───── Text provided ─────

MD: We need to be honest about the future of our jobs. We are not going to come back with auto plants and 5,000 jobs. We will get this economy to come back when lots of entrepreneurs and artistically inclined people in a dense area feed off each other and create new businesses. We need to make Detroit an entrepreneurial city and I want to build the entrepreneurial class from this community.
MC: Historically, write-in candidates for mayor in major American cities have not been successful. Why do you feel that your campaign will be successful?
MD: Write-in victories are very difficult. However, the optic scan system that Detroit uses is actually the easiest voting system in America to write in. The problem is that there are no instructions on the ballot to tell you how. The voter sees that blank box and he or she has no idea of why it’s there. Our challenge is that every single voter that we get will have to be educated before he or she sets foot in the voting booth. It’s tough, but we are optimistic.

───── Information supplied ─────

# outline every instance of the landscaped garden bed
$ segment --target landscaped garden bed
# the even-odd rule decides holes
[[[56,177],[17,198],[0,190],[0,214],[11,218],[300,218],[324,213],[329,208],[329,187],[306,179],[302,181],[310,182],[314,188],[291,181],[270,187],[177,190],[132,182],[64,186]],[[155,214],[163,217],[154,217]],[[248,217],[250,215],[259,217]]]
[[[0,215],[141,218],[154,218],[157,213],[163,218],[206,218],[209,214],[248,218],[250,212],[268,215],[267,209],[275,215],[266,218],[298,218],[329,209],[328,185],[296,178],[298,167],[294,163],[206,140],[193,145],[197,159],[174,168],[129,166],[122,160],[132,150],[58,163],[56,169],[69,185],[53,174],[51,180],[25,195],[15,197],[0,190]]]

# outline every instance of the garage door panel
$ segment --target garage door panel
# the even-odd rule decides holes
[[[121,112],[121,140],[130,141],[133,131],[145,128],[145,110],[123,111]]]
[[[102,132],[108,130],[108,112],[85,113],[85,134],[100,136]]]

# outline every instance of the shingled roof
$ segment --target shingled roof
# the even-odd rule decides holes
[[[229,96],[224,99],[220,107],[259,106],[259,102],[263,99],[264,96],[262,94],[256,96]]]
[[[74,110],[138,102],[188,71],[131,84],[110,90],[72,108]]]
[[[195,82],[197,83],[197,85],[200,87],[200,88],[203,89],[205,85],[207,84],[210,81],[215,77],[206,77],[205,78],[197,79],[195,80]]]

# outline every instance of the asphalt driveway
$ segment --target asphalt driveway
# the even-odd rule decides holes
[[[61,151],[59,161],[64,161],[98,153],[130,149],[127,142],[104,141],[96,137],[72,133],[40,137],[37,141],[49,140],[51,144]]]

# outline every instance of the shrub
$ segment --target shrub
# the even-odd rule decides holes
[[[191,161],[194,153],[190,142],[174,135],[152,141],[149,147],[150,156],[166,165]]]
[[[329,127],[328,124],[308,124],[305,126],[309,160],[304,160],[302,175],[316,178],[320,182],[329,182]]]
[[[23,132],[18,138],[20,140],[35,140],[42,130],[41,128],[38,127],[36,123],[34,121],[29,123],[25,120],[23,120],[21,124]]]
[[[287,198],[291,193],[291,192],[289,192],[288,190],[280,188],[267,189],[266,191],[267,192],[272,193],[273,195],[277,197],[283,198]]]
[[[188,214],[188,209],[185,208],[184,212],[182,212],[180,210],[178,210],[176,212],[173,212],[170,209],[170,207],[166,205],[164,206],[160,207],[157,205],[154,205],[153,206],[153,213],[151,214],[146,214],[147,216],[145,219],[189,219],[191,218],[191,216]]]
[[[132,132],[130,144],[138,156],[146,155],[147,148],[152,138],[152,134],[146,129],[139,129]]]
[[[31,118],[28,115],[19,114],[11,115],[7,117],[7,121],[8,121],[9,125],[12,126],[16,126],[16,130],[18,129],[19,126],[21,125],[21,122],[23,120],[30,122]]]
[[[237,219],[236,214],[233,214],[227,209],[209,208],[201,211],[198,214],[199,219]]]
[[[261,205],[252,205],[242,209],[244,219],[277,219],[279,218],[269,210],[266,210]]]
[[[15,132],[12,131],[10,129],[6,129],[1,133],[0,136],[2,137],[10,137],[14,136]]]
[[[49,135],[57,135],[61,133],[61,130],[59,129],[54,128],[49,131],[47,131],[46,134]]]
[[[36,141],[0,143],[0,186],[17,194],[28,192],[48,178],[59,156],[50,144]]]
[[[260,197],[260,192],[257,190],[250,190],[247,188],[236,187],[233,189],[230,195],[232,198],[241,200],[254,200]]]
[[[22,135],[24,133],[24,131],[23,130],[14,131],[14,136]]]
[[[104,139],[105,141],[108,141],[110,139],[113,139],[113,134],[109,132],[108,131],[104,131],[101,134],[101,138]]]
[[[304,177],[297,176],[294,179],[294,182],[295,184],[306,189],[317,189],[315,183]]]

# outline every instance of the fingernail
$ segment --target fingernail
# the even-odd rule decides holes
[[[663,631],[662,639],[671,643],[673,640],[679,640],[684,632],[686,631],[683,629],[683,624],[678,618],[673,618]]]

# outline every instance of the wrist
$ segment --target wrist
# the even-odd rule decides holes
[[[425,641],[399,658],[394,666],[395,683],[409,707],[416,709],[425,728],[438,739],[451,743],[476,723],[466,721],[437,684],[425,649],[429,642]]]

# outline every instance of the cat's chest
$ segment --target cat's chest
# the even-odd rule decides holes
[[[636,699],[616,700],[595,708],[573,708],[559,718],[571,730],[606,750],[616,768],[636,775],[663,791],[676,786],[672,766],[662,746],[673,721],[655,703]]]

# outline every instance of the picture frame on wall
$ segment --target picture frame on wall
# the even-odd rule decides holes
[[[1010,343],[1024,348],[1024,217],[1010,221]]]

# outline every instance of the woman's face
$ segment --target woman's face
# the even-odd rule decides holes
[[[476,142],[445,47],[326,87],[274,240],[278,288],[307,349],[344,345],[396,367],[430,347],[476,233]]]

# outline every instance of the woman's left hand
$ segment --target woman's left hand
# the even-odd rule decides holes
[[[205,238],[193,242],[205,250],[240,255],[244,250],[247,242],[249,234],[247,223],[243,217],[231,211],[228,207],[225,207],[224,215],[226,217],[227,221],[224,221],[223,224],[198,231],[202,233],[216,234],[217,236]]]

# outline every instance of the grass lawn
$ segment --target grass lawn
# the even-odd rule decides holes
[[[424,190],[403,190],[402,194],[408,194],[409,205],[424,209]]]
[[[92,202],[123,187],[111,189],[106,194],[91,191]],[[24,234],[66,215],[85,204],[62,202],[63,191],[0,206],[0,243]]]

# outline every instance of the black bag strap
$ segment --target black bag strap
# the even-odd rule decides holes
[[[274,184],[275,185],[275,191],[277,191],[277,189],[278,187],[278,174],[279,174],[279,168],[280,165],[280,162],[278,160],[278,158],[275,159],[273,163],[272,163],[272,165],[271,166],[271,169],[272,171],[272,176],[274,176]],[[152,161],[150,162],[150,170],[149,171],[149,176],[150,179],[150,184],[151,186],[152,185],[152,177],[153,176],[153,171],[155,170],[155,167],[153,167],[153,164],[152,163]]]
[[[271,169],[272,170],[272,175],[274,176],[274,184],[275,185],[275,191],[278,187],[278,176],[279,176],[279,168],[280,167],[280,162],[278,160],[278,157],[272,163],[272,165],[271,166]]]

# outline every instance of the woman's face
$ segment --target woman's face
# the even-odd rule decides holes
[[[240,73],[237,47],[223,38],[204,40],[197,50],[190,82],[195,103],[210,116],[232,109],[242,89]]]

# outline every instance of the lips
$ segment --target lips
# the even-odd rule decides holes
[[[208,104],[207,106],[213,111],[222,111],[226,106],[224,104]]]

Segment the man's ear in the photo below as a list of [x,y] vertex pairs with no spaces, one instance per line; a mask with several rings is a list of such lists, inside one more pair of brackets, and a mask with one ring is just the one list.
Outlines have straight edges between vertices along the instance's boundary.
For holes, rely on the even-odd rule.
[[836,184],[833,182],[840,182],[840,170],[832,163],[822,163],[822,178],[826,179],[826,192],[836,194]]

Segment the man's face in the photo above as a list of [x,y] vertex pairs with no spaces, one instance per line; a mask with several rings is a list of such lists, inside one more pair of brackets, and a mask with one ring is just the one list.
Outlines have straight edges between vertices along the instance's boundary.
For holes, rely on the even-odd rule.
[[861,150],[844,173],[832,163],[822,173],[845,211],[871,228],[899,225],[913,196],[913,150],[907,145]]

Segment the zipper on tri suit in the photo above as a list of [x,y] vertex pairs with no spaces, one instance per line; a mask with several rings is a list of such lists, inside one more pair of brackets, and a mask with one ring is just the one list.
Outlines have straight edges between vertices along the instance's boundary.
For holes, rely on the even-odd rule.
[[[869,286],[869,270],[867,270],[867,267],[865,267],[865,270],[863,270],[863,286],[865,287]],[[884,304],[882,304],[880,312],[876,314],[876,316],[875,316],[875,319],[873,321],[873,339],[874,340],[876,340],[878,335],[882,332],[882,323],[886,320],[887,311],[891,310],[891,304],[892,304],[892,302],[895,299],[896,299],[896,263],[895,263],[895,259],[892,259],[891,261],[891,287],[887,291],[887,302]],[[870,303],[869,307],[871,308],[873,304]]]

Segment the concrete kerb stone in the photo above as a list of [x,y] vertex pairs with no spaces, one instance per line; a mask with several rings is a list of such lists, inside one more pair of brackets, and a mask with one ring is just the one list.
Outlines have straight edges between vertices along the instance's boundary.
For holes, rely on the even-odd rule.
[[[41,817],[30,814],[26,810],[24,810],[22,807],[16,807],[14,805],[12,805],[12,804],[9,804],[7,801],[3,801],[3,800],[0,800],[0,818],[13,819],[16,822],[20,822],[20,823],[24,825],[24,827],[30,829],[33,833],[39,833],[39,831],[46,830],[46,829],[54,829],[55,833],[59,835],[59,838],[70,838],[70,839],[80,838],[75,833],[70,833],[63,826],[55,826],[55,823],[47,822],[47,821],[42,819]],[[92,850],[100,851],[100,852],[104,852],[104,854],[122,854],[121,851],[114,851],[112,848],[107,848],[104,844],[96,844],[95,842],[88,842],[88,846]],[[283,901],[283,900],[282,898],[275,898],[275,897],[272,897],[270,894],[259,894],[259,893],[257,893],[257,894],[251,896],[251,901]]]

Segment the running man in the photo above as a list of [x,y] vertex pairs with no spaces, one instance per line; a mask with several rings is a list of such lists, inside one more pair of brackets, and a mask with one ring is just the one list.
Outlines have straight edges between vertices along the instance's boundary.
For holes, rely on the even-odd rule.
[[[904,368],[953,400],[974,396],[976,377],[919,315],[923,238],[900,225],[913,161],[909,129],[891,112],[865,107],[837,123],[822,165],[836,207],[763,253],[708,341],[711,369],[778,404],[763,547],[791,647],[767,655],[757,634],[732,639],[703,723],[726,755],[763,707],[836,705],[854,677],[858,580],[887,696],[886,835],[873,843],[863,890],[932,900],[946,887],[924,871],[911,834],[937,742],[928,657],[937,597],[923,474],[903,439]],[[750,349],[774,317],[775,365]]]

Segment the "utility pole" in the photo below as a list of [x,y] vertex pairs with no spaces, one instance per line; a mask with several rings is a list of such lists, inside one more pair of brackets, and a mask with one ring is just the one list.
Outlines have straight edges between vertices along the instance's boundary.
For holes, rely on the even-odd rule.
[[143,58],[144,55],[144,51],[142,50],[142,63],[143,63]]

─────

§ **Required action 1**
In the interview about Detroit's mayoral race, why does MD say that every voter must be educated before entering the voting booth? Answer in one to three sentences.
§ **Required action 2**
Decide whether each statement below agrees with the interview about Detroit's mayoral race. Answer yes or no for each, and quote the words from the interview that settle it.
(a) MD describes Detroit's optic scan system as the hardest voting system in America for writing in a candidate.
(b) MD expects the economy to recover through the return of auto plants.
(c) MD wants to build the entrepreneurial class from this community.
§ **Required action 3**
Carry on the interview about Detroit's mayoral race from the point where it stops.

§ **Task response 1**
The ballot contains no instructions explaining how to write in a candidate. A voter who sees the blank box therefore has no idea why it is there.

§ **Task response 2**
(a) No: "the optic scan system that Detroit uses is actually the easiest voting system in America to write in."
(b) No: "We are not going to come back with auto plants and 5,000 jobs."
(c) Yes: "I want to build the entrepreneurial class from this community."

§ **Task response 3**
MC: The city is currently under the control of emergency manager Kevyn Orr. Can you be an effective mayor for the people of Detroit with the limited power that he chooses to give?
MD; As long as the emergency manager is here, neither I nor anyone else in the city has any rights. So we shouldn’t be under any illusion about that. The question is, who can most effectively move the emergency manager out at the earliest date? I have 100 people working on a plan that will be released in a couple of weeks that shows how we transition out from an emergency manager, back to elected leadership. It is my intention, right after the November election, to go to the governor with the community and business leaders who have supported me and say to the governor that the city has an elected mayor with a strong turnaround history and a strong turnaround team and plan. I will say that it’s time to thank Kevyn Orr for his service and send him back to Washington, D.C.
MC: If the city files for bankruptcy, would that drastically alter your plans as mayor? (Note: This question was asked just a few hours before the city actually filed for bankruptcy.)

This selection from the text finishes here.